### PROBLEM DETAILS
Please copy the lines that begin at the one containing "target: arching fern frond" and end after the one containing "73], [65, 73]]]", keeping both of those lines.

Entries taken from a collection
★ ★ ★ ★ ★

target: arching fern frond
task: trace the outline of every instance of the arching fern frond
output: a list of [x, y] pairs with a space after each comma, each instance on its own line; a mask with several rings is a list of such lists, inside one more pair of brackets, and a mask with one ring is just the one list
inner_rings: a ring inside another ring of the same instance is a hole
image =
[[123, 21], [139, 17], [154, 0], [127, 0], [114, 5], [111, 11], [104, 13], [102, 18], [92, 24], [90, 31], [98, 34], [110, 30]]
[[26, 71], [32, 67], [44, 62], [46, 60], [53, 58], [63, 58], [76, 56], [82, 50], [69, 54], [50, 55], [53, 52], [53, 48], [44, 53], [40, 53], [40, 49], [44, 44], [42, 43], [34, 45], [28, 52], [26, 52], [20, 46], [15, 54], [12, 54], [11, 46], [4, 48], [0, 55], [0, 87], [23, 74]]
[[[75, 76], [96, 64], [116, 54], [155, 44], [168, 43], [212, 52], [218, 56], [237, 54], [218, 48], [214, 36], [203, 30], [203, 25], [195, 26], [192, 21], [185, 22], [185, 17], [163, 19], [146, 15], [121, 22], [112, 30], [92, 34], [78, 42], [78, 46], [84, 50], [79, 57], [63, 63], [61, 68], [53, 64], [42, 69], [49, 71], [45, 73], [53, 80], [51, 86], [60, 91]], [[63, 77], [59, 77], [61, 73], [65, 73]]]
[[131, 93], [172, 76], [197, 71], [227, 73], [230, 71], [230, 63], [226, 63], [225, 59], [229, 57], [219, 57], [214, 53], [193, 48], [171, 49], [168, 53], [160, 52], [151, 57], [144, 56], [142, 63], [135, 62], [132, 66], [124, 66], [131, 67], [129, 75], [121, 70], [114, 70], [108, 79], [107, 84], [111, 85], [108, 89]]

★ ★ ★ ★ ★

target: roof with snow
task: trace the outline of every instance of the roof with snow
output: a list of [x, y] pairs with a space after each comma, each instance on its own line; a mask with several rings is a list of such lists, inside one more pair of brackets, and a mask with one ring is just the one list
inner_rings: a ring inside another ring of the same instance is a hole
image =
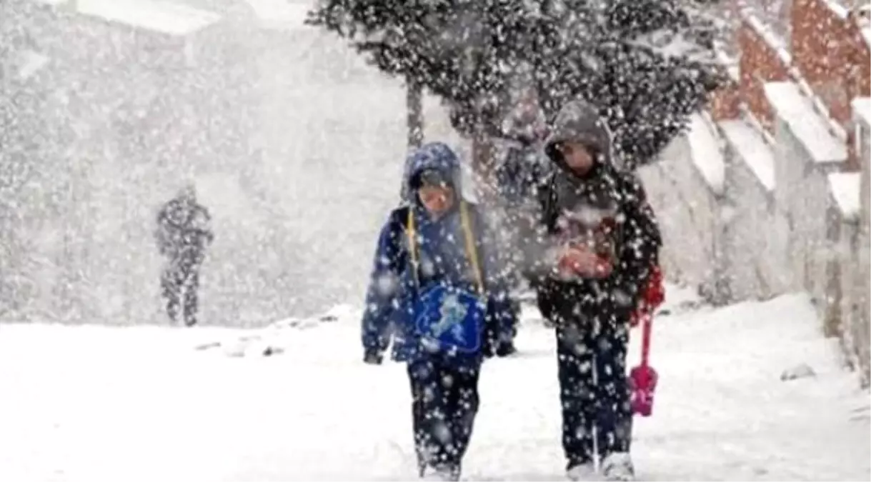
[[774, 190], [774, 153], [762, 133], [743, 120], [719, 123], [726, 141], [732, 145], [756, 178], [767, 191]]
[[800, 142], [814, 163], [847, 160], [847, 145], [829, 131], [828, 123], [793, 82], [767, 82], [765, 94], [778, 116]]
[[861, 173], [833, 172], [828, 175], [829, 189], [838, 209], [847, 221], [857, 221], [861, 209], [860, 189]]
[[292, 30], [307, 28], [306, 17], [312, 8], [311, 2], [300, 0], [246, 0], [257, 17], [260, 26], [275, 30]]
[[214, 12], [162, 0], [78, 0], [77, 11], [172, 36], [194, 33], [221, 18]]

★ ★ ★ ★ ★

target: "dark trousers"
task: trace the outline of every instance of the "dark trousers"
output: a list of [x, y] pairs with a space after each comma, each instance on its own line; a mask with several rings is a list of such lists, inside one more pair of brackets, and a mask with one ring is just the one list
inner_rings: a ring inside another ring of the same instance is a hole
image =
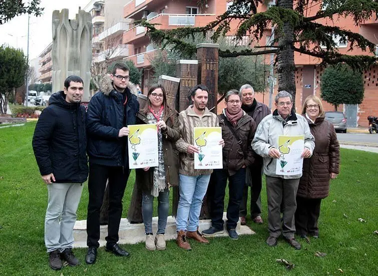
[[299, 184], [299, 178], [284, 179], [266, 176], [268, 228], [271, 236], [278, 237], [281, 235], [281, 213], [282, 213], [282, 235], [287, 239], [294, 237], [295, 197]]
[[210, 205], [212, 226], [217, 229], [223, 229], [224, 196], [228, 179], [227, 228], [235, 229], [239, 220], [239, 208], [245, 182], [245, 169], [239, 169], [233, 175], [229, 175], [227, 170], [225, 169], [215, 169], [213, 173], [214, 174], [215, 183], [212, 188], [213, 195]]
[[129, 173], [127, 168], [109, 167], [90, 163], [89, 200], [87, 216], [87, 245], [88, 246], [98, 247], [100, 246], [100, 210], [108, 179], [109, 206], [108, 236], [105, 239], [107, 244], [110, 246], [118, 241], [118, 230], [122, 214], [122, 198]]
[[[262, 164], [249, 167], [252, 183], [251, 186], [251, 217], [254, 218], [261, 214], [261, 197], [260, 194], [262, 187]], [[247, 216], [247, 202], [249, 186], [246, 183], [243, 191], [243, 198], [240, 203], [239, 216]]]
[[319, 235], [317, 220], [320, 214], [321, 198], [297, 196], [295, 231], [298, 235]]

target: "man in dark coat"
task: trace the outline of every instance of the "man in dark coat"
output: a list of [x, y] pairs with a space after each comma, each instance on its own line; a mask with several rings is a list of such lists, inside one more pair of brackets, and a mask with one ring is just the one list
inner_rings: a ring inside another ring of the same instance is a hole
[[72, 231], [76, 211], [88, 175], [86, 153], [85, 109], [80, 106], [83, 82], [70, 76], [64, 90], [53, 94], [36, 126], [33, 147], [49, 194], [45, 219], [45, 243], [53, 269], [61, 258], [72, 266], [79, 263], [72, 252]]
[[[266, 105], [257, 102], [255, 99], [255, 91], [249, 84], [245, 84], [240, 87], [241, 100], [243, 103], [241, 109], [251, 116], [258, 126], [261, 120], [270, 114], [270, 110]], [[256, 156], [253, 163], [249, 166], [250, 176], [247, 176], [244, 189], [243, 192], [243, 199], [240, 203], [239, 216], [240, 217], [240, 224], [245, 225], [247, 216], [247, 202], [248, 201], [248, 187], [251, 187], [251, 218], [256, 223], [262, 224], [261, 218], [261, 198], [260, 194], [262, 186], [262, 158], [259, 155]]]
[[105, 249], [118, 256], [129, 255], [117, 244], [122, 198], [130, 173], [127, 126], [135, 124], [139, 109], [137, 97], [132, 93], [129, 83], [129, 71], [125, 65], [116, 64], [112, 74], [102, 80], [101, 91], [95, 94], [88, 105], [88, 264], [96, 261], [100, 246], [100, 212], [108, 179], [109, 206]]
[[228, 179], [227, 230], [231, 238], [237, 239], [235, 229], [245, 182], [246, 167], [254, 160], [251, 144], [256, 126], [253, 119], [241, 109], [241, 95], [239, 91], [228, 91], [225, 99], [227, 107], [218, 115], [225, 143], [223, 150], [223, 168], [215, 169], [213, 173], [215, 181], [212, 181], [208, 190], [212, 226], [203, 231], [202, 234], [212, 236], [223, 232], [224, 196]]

★ ★ ★ ★ ★

### RESULT OF THIS EXERCISE
target: arching fern frond
task: trace the outline of every instance of the arching fern frond
output: a list of [x, y] pairs with a space after each comma, each instance on its own line; a mask with several rings is a list of such lists, inside one more pair of brackets, and a mask with one ring is just the one list
inner_rings: a ring inside another ring of the same instance is a hole
image =
[[123, 21], [139, 17], [154, 0], [127, 0], [114, 5], [111, 11], [104, 13], [102, 18], [92, 24], [90, 31], [98, 34], [110, 30]]
[[26, 71], [32, 67], [44, 62], [46, 60], [53, 58], [63, 58], [76, 56], [82, 50], [69, 54], [50, 55], [53, 52], [53, 48], [44, 53], [40, 53], [40, 49], [44, 44], [42, 43], [34, 45], [28, 52], [26, 52], [20, 46], [15, 54], [12, 54], [11, 46], [4, 48], [0, 55], [0, 87], [23, 74]]
[[[75, 76], [96, 64], [116, 54], [155, 44], [168, 43], [212, 52], [218, 56], [237, 54], [218, 48], [214, 36], [203, 30], [203, 25], [195, 26], [192, 21], [185, 22], [185, 17], [163, 19], [146, 15], [121, 22], [112, 30], [92, 34], [78, 42], [78, 46], [84, 50], [79, 57], [63, 63], [61, 68], [53, 64], [42, 69], [49, 71], [45, 73], [53, 80], [51, 86], [60, 91]], [[63, 77], [59, 77], [61, 73], [65, 73]]]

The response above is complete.